DOCUMENT PASSAGE:

[start]

On October 29, 1786, Goethe arrived in Rome, exclaiming: "Yes, I have finally arrived in the capital of the world!" While there, he took drawing lessons from his friend, the painter Johann Heinrich Wilhelm Tischbein, and shared lodgings with him in what would now be called a Wohngemeinschaft (commune). This building now houses the Casa di Goethe museum. After three months, the poet embarked on a detour to Sicily, then returned to Rome before finally heading back to Germany two years after his departure. Italy, however, would forever remain his heart's true home.
Goethe's journey transformed Romantic literature: the Italian journey was no longer merely an intellectual pursuit, but became an exploration of life, freedom, beauty, sensuality, dreams, and emotions.
Clemens Brentano (1778-1842) writes in the Italienische Reisegedichte:
«O Italy, land of longing, / You homeland of my dreams, / I greet you with burning heart, / With tears in my eyes.»
«O Italien, Land der Sehnsucht, / Du Heimat meiner Träume, / Ich grüße dich mit brennendem Herzen, / Mit Tränen in den Augen.»
Heinrich Heine (1797-1856) echoes this in Florentinische Nächte:
«I wandered all day through Florence, with open eyes and a dreaming heart. You know, this is my greatest joy in this city, which rightfully deserves the name la bella. If Italy, as the poets sing, can be compared to a beautiful woman, then Florence is the bouquet of flowers on her heart.»

[end]

DIRECTIVE A: Report how many lines of the records contain the string "leaf", with case counting, and give only the number.
The text and the records are unrelated to each other.

[Point-based annotation data]
[start]

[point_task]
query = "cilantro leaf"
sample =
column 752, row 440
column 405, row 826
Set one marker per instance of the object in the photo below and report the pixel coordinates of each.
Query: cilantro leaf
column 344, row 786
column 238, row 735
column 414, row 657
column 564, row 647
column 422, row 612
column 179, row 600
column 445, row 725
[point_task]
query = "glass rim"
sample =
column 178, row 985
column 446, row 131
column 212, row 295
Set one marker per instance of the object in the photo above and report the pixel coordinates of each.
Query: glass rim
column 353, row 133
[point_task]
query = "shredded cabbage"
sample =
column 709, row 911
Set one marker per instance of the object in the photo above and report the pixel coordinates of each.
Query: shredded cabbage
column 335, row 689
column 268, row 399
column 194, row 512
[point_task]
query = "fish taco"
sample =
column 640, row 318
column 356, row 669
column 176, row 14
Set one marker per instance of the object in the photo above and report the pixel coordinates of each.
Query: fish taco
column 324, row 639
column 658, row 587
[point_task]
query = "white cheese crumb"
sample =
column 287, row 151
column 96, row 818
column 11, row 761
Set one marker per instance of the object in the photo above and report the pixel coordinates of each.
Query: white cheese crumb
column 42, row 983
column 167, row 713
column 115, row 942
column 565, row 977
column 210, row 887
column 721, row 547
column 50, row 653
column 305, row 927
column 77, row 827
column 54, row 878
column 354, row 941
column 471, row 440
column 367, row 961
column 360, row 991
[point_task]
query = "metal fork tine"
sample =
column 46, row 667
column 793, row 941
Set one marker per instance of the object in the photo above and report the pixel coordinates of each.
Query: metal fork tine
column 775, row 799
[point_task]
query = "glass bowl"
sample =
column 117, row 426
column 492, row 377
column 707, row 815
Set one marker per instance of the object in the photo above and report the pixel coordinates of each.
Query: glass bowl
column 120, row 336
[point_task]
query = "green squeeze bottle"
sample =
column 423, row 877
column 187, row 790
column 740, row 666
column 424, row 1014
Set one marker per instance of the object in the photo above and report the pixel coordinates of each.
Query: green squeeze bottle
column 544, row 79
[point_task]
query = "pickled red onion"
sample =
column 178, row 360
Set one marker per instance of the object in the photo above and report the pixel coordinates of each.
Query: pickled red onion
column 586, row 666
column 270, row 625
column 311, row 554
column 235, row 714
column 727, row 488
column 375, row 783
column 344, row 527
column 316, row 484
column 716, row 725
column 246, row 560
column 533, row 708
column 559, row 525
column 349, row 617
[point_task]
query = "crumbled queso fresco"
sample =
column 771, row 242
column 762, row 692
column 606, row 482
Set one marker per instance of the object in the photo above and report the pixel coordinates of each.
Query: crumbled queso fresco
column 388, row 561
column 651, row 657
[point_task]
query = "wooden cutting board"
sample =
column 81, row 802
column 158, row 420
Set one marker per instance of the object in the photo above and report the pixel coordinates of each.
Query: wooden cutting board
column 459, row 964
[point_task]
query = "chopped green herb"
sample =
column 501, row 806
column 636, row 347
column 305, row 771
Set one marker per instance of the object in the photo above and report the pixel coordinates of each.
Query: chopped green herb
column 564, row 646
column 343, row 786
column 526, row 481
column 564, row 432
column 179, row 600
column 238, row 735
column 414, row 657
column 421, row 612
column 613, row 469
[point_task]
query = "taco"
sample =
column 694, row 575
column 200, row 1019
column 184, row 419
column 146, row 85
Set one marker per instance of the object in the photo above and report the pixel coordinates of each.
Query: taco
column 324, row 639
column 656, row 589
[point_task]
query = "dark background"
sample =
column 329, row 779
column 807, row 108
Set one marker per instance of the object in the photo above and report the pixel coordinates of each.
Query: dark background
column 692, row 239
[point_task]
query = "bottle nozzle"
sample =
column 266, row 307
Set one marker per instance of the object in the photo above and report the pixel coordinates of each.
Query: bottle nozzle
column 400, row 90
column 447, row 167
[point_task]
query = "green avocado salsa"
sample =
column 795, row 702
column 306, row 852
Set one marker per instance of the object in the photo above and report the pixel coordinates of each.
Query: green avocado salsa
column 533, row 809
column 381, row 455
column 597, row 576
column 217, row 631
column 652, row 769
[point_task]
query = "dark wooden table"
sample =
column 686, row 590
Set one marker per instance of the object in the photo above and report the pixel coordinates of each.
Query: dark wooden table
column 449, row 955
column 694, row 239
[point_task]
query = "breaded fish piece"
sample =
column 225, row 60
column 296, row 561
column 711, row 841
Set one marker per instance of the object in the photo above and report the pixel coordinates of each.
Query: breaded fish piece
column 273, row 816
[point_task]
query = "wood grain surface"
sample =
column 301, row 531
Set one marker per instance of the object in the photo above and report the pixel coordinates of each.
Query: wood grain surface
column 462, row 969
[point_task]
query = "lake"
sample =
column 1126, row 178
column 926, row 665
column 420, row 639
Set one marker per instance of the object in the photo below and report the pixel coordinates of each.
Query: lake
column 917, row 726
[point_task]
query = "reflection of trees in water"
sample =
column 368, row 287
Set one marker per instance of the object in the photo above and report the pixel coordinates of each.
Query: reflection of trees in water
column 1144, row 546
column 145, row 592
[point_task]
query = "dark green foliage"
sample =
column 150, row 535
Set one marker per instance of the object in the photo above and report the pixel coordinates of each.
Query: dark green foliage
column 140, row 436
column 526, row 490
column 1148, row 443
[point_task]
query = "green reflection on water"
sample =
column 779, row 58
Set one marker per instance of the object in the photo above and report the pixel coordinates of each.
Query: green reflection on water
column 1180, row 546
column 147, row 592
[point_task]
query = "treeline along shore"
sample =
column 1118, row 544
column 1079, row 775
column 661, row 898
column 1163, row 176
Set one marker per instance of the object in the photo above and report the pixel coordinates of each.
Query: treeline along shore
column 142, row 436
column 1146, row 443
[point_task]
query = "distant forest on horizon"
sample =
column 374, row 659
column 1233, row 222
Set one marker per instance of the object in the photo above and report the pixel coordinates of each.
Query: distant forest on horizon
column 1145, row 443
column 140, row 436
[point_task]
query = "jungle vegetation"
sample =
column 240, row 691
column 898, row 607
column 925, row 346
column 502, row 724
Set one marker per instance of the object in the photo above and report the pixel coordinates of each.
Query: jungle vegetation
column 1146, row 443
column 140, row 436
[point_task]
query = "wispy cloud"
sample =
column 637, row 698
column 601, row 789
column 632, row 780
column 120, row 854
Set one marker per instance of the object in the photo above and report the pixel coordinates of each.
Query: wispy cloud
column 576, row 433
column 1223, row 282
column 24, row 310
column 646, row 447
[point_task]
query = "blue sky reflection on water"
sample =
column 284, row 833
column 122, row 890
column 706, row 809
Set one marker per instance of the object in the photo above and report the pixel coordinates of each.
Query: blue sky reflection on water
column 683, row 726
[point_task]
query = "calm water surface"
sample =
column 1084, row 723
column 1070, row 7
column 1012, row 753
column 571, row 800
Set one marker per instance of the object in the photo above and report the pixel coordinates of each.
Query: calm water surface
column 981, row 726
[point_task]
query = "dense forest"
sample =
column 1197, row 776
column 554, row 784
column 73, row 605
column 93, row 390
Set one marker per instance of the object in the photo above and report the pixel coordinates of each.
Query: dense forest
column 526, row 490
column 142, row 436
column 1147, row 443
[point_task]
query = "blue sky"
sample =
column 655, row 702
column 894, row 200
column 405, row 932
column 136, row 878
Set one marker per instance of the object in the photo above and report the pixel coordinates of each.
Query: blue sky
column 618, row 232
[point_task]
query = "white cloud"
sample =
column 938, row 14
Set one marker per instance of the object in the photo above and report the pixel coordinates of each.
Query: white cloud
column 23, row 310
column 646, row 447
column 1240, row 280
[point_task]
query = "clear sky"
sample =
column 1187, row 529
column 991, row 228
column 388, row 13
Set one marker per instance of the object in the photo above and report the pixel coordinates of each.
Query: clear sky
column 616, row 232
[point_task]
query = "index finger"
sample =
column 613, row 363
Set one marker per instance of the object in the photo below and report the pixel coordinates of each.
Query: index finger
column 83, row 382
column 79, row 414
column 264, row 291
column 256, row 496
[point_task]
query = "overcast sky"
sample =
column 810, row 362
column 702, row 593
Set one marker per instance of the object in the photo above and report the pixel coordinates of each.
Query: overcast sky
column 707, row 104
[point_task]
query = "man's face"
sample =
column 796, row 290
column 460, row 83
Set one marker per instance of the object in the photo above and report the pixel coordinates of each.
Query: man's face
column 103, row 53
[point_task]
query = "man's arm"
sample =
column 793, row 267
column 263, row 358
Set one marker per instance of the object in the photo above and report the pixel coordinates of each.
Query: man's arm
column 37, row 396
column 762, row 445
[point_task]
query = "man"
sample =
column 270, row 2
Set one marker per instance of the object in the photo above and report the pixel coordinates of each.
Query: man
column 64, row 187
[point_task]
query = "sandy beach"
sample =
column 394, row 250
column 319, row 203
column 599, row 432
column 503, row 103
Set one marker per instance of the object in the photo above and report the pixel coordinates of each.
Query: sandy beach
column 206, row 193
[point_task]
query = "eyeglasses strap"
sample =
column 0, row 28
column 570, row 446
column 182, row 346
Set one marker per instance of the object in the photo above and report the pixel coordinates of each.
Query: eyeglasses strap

[end]

DIRECTIVE B: Rewrite the paragraph of the passage on Goethe's Italian journey that begins "On October 29, 1786, Goethe arrived in Rome" as a short list that keeps its main facts.

EXPECTED OUTPUT A: 2

EXPECTED OUTPUT B:
- Goethe reached Rome on October 29, 1786, calling it the capital of the world.
- He took drawing lessons from his friend, the painter Johann Heinrich Wilhelm Tischbein, and shared lodgings with him in a building that now houses the Casa di Goethe museum.
- After three months he made a detour to Sicily, returned to Rome, and went back to Germany two years after leaving.
- Italy remained his heart's true home.